Excerpt Block Start
Time to referral out of the maternal and infant health (MCH) service for women in the intervention and control arms.
Fig. 2. Time to referral out of the maternal and infant health (MCH) service for women in the intervention and control arms.
Log-rank test, p < 0.001.

Follow-up in trial measurement visits

All women participating in the trial, regardless of trial arm, were followed with separate trial measurement visits up to 12 months postpartum through 21 January 2016. During this time, 59 women (13%) were lost from scheduled trial measurement visits (independent of their retention in routine HIV care), including 5 women who withdrew (1%) and 1 maternal death (<1%). Of the 412 women who completed the study outcome visit, 1 woman was missing VL measurement, and thus 411 women were available for the primary outcome (87% of those randomised; Fig 1). There was no difference in the completion of trial follow-up and availability of VL outcome data by trial arm or PMTCT option, but on average women who completed the 12-month trial measurement visit were older, were less likely to be diagnosed with HIV during their most recent pregnancy, and entered ANC at an earlier gestational age, compared to women lost from scheduled trial measurement visits (S1 Table). The median duration of ART use at the time of outcome assessment was 15.9 months (IQR, 14.5–17.3; median, 16.1 and 15.9 months in the intervention and control arms, respectively).

Primary outcome

Table 2 compares the primary outcome overall and in its constituents between the trial arms, and shows almost identical results in the Option B+ population and the total trial population. Among the 411 women in the total trial population who completed trial follow-up and had VL data available, 77% of women (n = 155) randomised to the MCH-ART arm achieved the primary composite outcome of retention in ART services with VL < 50 copies/ml at 12 months postpartum, compared to 56% (n = 117) of women randomised to the SOC arm (risk difference, 0.21; 95% CI: 0.12–0.30; risk ratio, 1.37; 95% CI: 1.19–1.58; p < 0.001). Within this composite outcome, 80% of women (n = 330) had evidence of retention in ART services at 12 months postpartum: 88% (n = 178) in the MCH-ART arm and 72% (n = 151) in the SOC arm (p < 0.001). When the analytic population for the retention outcome was extended to all 471 women randomised (regardless of the availability of VL data), these proportions were 81% and 71%, respectively (p = 0.013). The observed differences between the MCH-ART and SOC arms persisted, for both retention in care and VS, under various definitions of these outcomes. For example, 80% of women (n = 162) in the MCH-ART arm and 68% (n = 142) in the SOC arm had VL < 1,000 copies/ml at the study outcome visit (p = 0.005), and the median times to VL ≥ 50 and VL ≥ 1,000 copies/ml, among those with VL < 50 copies/ml at randomisation, were significantly longer among women in the MCH-ART arm compared to women in the SOC arm (S1 and S2 Figs). Moreover, the findings related to retention did not differ appreciably by the data source or window period used to define retention (Tables 2 and S2).

Tab. 2. Comparison of primary outcome and variants between trial arms through 12 months postpartum.
Comparison of primary outcome and variants between trial arms through 12 months postpartum.
Excerpt Block End
Data records Block Start
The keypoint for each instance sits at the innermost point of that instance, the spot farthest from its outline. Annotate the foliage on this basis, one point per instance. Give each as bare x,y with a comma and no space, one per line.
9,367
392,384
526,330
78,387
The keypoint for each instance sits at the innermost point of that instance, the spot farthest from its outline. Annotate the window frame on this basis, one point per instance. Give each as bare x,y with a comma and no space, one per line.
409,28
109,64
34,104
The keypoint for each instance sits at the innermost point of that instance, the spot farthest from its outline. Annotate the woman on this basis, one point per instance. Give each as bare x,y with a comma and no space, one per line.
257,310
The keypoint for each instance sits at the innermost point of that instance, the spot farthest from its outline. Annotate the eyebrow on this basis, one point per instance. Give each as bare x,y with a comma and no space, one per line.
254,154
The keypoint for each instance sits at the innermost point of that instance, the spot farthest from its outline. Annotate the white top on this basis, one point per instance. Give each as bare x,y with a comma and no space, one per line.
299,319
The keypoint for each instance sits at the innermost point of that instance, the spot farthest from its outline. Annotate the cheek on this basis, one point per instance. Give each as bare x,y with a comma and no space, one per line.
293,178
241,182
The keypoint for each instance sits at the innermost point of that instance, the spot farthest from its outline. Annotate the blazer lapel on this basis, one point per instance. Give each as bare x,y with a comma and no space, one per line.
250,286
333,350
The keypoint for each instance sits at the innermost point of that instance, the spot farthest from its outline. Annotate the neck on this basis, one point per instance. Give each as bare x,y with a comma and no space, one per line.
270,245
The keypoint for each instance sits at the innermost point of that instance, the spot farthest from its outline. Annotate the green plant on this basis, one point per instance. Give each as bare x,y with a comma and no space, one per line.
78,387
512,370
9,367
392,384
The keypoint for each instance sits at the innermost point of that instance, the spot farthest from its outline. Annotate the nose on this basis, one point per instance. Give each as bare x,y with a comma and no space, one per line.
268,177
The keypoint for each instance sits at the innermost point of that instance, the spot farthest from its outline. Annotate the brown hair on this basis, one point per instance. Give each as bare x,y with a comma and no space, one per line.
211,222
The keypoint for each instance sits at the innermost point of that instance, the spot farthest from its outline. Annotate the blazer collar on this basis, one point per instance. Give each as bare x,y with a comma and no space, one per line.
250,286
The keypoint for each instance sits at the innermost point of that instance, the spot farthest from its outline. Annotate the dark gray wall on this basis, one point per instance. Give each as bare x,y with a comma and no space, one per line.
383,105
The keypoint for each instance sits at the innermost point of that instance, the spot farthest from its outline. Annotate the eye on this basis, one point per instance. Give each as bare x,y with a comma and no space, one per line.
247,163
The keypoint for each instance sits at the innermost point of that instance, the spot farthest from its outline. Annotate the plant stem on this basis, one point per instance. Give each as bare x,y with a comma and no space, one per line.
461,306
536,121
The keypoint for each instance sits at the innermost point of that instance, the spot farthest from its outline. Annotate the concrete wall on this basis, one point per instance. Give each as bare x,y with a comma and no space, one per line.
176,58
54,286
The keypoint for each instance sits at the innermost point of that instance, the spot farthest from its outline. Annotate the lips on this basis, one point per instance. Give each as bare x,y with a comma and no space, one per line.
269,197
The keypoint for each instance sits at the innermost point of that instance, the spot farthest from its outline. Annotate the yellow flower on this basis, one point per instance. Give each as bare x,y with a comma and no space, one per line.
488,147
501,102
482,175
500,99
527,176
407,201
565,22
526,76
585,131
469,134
Data records Block End
# [Exercise details]
Carry on the excerpt about the postpartum HIV care trial from the point where it stops. None of these lines is needed for the work.

# [Answer below]
Data given as number (percent) unless otherwise indicated.

The overall findings for superior retention in care and virologic outcomes among women in the MCH-ART arm appeared consistent across subgroups of participants according to demographic and clinical characteristics (Figs 3, S3 and S4). Of note, the strongest intervention effects were observed in women initiating ART during the third trimester of pregnancy (risk difference, intervention minus control, 42%) compared to the second and first trimesters (risk differences, 16% and 4%, respectively). In a multivariable model (Table 3), the overall difference in the primary outcome between intervention and control persisted. In addition, ART initiation later in pregnancy, previous diagnosis with tuberculosis infection, and increased VL at the time of randomisation were associated with decreased VS and/or retention postpartum. In a secondary analysis with missing VL outcome data imputed, the observed differences between the intervention and control arms persisted (S3 Table).

Forest plot of primary outcome across a priori subgroups of demographic and clinical characteristics.
Fig. 3. Forest plot of primary outcome across a priori subgroups of demographic and clinical characteristics.
ARV, antiretroviral.

Tab. 3. Results of additive binomial models examining the association between trial arm and primary outcome adjusted for demographic and clinical characteristics (n = 411).
Results of additive binomial models examining the association between trial arm and primary outcome adjusted for demographic and clinical characteristics (<i>n =</i> 411).
Adjusted model includes all covariates shown.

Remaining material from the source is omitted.